> STUDY TEXT:
- Opening Delimiter -

Oh, you mean it will make things a lot worse for Wall Street, the mortgage brokers, the NAR, and the builders. Well of course.

Mr. Franks is tilting at windmills.

The role of the US government is to facilitate business' fleecing the general population.

"Another day older and deeper in debt" is US policy on several levels.

CR

Take a look at these charts...the Chinese were buying massive amounts of treasury's.. did our Fed not see this? Or is it all part of the plan...

charles hugh smith-Why Mortgage Rates Will Rise Despite Fed Rates Cuts

Well the real problem with the fenced silverplate analogy is that the fence has no property interest to sell. It wouldn't matter whether you bought the item in a store because the fence sold a few "fallen off of the truck," crates to the storeowner. The person that the property was stollen from still owns it. Whether you had reason to believe to that it was stollen is immaterial to the ownership question.

I would suggest the used car dealer analogy instead. If you discover that your car has a dialed back odometer, do you sue the dealer, or the salesman who wrote up your sale?

misean: "BTW I LOVE how legislation passed today can be used to change the terms of a contract written yesterday. Something in the Constitution says you can't do that. But hey it's Shrubboy's Amerika so, who cares."

Yeah, that's right - Bush has consistently fought the fight against understanding and applying the constitution as written. Good grief.

Bacon dreamz,

Even before the subprime capital markets collapse in February, the bigger investors were requiring more credit enhancement (in the way of subordination)than what the rating agencies were recommending. Why?

Because their internal credit analysts did not believe the rating agencies (who are under unfathomable pressure from the Masters of the Universe to keep credit enhancements low & put more money in their pocket). The rating agencies are an outsourced credit analysis function for many investors.

I trust the investors more than the dealers. How about you?

The rating agencies are an outsourced credit analysis function for many investors.

yup. that's my point. you like that situation? you want to exacerbate it? at least when investors know that the issuer is paying the fees, they might think twice about a rating. and hey, maybe if you don't trust a rating and you discover you don't know how to do the analysis yourself, you shouldn't be buying MBS. i would trust investors even less than i do now if they were paying the RA fees...

Great polemic, Tanta. These are the analyses that make me come back.

Love the Bank of England report.

Remind anyone else of Mary Poppins? Where young Michael Banks causes a run on the Bank of England by screaming repeatedly at the teller, "Give me back my tuppence!"

My argument is that the interests of the investors are purer thant the interests of the dealers. Incentives are more properly aligned.

Your argument is that they will think twice if we continue the current system (I can't make heads or tails of the rest of your thread). I know from your past posts that you appreciate how difficult & expensive it is to model & evaluate such dynamic cashflows. Then their is a counterparty credit component that has to be layered on top of that.

The investor wants a fair risk/adjusted returns over Treasuries for investing in mortgages. The dealers want volume. The current system encourages volume, and you think it is better?

Just trying to get at your beef over investor-paid ratings.

Clyde, this is going well for us because i don't think i understand what you're saying either, but at least you type well so you're one up on me. i suppose you were structured with a "shifting interest mechanism". while i unfortunately wasn't. a ha ha ha.

anyway, why would investors never pressure the RAs to get what they want? i can envision a number of scenarios where an investor (some of whom are also issuers) would not actually want the "correct" rating on a bond. also, wouldn't this just encourage investors to do even less of their own credit analysis because they pay the RA to do it; i think that is bad, don't you? Tanta compared this to lenders relying on FICO scores a while ago, which hasn't worked so well.

...i just don't really see how that actually changes the incentives of the RA; they still want volume and as long as investors are so dependent on them, that's how it's going to be, regardless of who's paying them.

- Closing Delimiter -

> ENTRIES SUPPLIED:
- Opening Delimiter -

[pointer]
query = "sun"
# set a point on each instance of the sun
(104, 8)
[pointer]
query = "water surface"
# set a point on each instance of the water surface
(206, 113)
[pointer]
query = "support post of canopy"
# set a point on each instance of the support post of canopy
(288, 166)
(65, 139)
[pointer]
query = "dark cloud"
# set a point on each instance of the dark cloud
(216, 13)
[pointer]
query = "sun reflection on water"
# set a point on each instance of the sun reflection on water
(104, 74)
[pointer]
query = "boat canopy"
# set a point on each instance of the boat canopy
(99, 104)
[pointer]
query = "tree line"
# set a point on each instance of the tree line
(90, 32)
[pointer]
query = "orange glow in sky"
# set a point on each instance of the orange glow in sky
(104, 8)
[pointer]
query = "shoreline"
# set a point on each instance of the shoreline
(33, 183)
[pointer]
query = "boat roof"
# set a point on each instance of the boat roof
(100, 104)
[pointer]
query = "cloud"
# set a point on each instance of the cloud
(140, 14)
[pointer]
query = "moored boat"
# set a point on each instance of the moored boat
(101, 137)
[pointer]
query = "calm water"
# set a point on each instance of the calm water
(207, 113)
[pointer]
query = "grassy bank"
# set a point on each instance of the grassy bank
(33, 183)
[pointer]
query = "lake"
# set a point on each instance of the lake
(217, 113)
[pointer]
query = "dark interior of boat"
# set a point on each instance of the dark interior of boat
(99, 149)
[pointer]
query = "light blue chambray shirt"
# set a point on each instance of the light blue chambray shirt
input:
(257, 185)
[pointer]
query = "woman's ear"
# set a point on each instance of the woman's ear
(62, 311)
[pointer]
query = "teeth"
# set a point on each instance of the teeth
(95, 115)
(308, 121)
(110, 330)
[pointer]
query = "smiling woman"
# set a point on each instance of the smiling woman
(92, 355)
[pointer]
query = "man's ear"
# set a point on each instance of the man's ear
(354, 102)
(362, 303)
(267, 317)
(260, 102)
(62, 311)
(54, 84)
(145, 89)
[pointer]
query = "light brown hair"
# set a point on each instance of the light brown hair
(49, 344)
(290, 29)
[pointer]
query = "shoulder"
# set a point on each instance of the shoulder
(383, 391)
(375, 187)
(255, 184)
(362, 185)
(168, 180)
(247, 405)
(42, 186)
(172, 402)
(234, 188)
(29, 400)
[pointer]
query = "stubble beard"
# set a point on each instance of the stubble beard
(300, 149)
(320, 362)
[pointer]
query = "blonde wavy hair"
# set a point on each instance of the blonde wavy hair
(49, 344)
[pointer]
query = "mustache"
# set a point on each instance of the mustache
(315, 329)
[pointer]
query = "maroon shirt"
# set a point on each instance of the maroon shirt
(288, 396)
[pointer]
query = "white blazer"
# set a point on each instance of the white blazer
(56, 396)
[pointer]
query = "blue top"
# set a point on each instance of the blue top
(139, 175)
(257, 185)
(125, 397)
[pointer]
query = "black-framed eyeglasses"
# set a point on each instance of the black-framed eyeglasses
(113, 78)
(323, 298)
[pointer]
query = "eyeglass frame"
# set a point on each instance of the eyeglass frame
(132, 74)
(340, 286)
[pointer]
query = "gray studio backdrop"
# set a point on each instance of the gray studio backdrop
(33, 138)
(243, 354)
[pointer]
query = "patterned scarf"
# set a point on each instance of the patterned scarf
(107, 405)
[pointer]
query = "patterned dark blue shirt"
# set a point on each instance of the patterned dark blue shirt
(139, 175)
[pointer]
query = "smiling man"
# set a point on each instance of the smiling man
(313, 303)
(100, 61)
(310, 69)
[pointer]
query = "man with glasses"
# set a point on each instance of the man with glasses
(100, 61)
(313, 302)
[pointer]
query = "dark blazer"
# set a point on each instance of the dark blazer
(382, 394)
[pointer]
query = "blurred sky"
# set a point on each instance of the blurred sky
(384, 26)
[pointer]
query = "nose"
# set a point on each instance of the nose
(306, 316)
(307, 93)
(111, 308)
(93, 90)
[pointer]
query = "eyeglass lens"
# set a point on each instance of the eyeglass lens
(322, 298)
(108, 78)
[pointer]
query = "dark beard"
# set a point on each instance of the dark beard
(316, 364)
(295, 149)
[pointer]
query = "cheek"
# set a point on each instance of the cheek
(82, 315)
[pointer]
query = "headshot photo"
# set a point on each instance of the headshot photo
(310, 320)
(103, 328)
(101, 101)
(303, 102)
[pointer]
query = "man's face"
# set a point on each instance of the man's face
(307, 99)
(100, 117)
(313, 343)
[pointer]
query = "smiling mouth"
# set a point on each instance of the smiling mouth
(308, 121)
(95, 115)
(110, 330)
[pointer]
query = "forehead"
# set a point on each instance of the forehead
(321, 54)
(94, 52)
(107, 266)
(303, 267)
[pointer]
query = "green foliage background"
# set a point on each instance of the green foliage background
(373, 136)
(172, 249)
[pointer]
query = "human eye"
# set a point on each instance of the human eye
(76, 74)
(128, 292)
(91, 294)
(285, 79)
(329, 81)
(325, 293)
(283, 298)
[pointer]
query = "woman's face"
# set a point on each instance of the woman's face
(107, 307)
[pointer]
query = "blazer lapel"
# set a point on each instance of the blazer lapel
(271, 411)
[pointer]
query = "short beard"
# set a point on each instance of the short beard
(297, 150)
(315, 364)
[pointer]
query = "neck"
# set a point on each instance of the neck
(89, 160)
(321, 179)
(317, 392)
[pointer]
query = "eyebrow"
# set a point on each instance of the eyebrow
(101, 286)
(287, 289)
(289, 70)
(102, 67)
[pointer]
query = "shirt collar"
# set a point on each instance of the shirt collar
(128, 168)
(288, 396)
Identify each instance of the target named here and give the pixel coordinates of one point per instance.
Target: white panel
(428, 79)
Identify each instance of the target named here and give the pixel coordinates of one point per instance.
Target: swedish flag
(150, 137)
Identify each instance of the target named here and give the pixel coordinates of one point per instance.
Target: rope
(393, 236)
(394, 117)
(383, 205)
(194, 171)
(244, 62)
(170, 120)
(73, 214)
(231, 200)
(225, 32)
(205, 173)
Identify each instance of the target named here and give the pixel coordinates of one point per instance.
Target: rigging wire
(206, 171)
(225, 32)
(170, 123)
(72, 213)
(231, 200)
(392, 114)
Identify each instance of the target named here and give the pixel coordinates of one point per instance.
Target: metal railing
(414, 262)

- Closing Delimiter -

> PROBLEM A: In the comment thread, rewrite the paragraph beginning "Well the real problem with the fenced silverplate analogy" more briefly, keeping its main facts.
> PROBLEM B: In the comment thread, what analogy is suggested instead of the fenced silverplate one?

> EXERCISE OUTPUT A: The fenced-silverplate analogy fails because a fence has no property interest to sell. Even if you bought the item from a store that got a few crates from the fence, the person it was stolen from still owns it. Whether you had reason to believe it was stolen doesn't matter to who owns it.

> EXERCISE OUTPUT B: The used car dealer analogy.